● **WHAT YOU ARE ASKED TO DO**: Render the items below as a JSON list of strings, one string per line, leaving out blank lines. Begin at the line that contains "Task: Could you identify the gray" and stop after the line that contains "<point>146,305</point>".
______________________________
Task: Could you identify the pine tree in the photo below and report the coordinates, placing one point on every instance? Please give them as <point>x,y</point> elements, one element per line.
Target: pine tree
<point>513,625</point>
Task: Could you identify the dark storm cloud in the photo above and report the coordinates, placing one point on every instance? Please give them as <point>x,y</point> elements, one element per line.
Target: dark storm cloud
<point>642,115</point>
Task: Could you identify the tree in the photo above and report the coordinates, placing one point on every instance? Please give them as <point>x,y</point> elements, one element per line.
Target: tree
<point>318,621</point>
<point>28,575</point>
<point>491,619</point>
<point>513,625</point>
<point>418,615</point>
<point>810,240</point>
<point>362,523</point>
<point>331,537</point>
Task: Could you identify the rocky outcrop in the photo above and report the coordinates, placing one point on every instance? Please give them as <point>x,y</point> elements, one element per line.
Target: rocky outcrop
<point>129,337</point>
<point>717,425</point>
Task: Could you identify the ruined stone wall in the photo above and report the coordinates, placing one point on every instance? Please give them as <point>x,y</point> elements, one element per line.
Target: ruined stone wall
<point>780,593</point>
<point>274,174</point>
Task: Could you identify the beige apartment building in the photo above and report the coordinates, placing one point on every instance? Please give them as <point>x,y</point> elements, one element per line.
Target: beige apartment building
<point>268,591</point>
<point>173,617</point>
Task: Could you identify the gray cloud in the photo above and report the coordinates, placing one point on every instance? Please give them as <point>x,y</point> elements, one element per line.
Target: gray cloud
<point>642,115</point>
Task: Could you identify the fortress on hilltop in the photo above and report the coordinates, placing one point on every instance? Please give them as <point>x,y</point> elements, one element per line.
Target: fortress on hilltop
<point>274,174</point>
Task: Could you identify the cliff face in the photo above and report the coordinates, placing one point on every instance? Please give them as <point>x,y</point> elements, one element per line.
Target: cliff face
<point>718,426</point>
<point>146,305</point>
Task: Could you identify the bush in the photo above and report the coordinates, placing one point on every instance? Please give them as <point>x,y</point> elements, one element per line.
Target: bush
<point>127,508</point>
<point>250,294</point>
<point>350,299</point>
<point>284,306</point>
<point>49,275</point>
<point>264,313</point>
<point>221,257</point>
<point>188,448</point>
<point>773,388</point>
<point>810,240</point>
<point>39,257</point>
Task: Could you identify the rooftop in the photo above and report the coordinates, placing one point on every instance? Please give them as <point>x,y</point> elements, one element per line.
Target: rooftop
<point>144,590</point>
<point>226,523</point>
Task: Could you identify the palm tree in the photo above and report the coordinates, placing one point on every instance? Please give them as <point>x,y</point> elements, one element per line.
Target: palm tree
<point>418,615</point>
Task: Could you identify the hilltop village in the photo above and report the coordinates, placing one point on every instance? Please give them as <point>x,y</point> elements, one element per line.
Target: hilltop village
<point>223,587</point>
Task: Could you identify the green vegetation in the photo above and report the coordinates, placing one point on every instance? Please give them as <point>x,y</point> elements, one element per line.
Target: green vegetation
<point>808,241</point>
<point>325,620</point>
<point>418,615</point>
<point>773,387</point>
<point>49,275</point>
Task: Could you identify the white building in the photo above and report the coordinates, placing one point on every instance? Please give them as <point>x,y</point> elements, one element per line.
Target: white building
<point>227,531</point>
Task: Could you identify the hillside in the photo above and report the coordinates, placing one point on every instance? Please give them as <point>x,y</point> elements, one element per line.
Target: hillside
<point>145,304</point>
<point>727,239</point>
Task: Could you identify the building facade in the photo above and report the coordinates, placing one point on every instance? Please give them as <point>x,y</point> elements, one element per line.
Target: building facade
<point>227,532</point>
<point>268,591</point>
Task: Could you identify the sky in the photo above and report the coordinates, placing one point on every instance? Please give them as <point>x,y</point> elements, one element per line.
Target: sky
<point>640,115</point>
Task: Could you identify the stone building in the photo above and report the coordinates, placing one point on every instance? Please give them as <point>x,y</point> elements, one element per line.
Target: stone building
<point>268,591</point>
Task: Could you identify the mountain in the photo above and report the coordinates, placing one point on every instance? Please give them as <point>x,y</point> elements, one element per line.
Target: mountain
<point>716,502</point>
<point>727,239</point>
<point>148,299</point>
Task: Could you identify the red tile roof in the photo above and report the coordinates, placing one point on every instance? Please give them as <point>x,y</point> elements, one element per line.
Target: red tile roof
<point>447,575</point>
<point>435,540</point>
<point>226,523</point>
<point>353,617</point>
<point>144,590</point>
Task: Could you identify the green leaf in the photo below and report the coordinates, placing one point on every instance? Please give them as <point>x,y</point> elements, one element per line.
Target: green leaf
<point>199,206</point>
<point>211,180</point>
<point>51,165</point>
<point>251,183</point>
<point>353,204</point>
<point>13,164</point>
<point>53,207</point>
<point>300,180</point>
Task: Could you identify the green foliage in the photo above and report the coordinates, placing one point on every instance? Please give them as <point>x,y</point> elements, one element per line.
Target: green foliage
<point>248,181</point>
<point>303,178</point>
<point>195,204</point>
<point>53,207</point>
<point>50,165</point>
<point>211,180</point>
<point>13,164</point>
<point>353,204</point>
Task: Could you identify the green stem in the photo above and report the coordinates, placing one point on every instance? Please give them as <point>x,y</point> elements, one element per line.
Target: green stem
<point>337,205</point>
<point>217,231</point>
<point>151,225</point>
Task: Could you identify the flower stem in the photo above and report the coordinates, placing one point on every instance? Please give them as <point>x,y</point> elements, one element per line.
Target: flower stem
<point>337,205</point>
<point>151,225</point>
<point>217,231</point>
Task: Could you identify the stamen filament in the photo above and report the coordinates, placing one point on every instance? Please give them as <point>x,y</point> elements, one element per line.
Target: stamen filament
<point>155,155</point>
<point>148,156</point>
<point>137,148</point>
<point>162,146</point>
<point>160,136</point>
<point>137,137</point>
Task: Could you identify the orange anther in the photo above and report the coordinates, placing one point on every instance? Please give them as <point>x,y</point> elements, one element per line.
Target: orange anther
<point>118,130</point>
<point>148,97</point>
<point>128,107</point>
______________________________
● **TASK RESPONSE**:
[
  "Task: Could you identify the gray cloud in the photo above and report the coordinates, placing one point on every instance? Please give them as <point>x,y</point> elements, one element per line.",
  "Target: gray cloud",
  "<point>642,115</point>",
  "Task: Could you identify the fortress on hilltop in the photo above and report the coordinates, placing one point on every instance? Please give them as <point>x,y</point> elements, one element per line.",
  "Target: fortress on hilltop",
  "<point>274,174</point>",
  "Task: Could you identify the cliff face in the photo above and report the coordinates, placing one point on every instance? Please give them as <point>x,y</point> elements, one element per line.",
  "Target: cliff face",
  "<point>718,426</point>",
  "<point>146,305</point>"
]